Saved entries:
>> begin
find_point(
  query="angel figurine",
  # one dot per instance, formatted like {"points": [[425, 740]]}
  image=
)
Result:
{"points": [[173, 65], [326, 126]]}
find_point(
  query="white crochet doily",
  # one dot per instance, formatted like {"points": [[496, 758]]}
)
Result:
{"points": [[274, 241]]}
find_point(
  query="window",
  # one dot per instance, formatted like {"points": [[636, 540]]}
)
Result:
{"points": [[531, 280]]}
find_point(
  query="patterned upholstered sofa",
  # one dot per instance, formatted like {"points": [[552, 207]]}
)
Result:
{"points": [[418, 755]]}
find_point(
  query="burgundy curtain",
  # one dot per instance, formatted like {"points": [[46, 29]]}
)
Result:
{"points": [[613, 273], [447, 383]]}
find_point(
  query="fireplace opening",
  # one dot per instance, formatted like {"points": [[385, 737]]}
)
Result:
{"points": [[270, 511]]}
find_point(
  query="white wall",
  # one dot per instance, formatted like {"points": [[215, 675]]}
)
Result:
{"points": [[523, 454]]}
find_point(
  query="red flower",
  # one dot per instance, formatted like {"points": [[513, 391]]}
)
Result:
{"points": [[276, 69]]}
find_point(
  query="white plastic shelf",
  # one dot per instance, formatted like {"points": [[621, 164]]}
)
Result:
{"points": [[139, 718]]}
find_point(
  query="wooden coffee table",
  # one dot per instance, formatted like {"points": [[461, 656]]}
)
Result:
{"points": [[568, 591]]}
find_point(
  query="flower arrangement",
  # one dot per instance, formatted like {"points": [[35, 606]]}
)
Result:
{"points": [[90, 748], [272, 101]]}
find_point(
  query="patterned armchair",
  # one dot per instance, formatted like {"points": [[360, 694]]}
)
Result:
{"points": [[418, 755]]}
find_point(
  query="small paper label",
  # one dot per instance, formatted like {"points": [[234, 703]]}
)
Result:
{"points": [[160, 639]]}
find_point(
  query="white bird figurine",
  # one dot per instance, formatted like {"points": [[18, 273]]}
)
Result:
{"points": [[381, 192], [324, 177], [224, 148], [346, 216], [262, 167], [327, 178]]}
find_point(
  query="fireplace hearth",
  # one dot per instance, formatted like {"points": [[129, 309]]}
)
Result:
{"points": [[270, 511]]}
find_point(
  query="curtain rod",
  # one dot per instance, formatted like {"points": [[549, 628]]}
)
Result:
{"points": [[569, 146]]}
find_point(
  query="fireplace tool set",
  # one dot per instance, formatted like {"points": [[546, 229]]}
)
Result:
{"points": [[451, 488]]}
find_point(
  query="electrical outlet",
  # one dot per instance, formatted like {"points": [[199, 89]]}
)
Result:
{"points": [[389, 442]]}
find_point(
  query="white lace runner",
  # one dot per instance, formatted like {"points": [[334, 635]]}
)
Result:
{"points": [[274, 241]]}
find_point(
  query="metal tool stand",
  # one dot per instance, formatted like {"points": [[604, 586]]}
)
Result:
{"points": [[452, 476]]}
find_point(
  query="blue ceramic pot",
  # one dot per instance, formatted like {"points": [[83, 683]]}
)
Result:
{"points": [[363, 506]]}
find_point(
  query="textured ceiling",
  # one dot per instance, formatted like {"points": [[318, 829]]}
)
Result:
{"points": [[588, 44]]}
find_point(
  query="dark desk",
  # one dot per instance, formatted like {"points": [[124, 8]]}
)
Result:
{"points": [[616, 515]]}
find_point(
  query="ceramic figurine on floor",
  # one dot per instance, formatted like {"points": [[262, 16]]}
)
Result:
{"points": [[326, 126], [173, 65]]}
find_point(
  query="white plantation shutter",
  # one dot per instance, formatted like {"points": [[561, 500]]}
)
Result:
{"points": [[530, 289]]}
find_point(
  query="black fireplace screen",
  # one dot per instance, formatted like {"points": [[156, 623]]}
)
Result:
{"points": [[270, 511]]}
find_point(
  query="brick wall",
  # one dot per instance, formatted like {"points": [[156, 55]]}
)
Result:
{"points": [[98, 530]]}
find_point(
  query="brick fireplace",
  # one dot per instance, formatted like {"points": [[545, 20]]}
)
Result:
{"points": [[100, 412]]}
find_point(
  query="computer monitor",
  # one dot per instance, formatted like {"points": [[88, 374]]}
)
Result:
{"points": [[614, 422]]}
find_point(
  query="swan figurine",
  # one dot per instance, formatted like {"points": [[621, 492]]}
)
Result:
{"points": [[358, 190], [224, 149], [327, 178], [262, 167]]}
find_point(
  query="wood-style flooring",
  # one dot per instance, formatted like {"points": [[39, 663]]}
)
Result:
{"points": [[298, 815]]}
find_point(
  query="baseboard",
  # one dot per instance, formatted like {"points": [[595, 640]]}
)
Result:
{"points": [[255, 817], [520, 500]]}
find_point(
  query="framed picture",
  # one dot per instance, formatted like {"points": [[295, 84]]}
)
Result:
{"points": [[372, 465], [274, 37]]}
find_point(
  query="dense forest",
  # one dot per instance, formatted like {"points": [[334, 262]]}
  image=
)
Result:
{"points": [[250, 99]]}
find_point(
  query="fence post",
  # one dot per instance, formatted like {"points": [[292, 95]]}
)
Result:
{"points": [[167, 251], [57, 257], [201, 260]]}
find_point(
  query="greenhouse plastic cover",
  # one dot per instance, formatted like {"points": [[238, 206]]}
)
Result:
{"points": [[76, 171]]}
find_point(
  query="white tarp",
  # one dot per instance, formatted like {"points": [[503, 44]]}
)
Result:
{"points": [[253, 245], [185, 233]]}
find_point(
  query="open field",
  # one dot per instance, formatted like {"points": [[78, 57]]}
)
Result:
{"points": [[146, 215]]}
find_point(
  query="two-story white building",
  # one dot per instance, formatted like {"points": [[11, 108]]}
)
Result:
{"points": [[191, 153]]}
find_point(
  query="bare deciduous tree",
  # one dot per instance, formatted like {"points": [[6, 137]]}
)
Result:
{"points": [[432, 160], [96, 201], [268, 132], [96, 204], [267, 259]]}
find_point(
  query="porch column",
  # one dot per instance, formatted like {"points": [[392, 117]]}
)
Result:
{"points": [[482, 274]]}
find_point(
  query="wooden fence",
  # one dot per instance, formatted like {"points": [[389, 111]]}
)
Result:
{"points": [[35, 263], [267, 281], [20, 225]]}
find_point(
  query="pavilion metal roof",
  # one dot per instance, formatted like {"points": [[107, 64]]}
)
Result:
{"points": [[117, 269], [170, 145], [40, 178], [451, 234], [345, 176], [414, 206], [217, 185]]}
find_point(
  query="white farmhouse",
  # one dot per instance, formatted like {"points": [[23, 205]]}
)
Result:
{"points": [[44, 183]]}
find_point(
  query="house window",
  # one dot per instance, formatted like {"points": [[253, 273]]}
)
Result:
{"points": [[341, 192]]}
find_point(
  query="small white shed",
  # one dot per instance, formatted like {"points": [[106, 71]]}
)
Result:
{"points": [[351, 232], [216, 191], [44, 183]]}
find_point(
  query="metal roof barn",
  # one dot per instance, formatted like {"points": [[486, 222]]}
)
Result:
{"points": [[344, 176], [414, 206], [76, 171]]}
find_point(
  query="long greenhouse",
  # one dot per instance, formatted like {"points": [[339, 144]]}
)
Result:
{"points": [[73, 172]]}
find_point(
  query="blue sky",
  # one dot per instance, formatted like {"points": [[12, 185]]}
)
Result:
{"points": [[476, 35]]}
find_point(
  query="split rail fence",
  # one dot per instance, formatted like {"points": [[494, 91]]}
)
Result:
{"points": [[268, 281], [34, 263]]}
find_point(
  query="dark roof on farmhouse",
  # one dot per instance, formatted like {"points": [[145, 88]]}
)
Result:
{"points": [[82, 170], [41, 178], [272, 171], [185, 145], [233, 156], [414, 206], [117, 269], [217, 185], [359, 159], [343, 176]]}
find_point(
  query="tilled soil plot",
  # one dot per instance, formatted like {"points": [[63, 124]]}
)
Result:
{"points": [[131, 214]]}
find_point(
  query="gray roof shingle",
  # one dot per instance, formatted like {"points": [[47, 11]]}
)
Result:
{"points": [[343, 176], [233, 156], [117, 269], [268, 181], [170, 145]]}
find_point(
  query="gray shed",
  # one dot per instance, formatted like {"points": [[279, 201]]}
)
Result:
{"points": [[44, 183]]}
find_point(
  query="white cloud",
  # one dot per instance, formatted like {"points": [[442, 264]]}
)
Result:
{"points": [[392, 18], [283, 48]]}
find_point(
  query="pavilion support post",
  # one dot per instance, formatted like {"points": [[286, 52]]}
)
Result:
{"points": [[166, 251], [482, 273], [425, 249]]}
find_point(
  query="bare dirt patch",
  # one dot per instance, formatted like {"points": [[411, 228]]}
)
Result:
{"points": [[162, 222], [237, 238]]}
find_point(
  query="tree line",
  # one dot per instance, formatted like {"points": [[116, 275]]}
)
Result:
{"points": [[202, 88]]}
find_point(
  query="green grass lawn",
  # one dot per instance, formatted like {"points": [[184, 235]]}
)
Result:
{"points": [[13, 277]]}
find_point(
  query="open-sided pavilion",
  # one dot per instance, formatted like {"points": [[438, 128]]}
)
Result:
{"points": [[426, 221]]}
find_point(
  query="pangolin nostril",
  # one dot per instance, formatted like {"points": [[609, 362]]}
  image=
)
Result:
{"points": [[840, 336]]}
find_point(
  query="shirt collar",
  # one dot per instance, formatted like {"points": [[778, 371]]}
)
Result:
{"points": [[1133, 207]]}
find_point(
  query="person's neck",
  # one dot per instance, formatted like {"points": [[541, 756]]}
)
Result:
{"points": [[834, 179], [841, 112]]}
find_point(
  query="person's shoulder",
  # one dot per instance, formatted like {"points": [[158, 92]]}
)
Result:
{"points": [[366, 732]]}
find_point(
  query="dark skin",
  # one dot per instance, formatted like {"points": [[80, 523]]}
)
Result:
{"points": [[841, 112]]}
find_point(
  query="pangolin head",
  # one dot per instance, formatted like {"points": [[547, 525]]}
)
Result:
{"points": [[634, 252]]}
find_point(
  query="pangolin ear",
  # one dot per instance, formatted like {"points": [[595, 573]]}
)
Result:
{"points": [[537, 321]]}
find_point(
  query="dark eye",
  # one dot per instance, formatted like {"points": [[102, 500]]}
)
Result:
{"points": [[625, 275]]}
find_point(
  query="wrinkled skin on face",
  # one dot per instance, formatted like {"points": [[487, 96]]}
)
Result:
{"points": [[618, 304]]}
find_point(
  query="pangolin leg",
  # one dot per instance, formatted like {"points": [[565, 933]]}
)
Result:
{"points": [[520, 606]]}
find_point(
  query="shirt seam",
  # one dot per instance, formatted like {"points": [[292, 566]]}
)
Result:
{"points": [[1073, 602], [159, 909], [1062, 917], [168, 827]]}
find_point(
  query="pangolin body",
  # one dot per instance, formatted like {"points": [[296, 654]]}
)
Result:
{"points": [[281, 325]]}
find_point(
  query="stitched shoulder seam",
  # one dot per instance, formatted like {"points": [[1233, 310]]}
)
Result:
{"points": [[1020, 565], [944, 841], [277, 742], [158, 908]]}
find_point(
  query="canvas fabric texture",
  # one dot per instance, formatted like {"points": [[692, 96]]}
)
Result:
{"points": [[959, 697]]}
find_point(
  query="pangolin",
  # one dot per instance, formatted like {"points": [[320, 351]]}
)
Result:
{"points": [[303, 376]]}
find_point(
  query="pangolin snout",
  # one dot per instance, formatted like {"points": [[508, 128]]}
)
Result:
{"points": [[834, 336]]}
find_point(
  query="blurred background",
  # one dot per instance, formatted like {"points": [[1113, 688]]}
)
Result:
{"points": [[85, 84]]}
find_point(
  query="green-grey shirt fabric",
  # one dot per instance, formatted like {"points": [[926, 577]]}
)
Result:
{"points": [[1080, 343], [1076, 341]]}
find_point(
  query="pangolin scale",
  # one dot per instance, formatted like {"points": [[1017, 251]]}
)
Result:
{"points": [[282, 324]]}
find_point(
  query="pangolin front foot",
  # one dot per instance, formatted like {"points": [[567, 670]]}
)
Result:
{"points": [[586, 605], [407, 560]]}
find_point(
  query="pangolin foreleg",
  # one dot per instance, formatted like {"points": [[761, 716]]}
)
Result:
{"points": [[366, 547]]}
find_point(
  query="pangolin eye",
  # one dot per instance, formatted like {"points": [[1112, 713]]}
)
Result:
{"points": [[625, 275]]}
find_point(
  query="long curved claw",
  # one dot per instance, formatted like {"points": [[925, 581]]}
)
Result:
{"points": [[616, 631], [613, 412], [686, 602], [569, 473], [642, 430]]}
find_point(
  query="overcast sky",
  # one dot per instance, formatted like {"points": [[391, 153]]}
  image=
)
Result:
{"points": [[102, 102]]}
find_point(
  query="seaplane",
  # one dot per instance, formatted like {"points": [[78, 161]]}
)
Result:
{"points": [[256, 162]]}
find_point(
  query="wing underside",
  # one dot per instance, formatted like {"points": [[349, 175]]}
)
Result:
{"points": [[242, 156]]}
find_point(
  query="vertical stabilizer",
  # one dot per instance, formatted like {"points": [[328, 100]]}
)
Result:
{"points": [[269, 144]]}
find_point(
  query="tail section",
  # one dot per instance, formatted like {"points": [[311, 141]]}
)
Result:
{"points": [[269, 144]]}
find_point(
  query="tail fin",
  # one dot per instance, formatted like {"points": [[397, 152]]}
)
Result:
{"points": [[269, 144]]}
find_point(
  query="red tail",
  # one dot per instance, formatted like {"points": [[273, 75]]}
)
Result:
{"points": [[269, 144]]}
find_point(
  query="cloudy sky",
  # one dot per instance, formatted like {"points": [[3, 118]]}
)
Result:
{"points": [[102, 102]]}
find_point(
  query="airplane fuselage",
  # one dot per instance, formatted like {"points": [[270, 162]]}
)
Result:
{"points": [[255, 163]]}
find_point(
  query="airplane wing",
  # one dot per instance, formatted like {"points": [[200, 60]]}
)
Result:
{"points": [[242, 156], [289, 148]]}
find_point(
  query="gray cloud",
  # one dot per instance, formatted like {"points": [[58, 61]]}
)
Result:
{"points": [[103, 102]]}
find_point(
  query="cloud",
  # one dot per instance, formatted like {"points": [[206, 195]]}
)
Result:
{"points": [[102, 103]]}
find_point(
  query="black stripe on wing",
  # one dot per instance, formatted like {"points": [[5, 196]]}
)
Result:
>> end
_Your objective:_
Pull out every line of the rows above that contains the word "bare", matching case exactly.

_The output:_
  query="bare deciduous tree",
  query="bare dirt patch",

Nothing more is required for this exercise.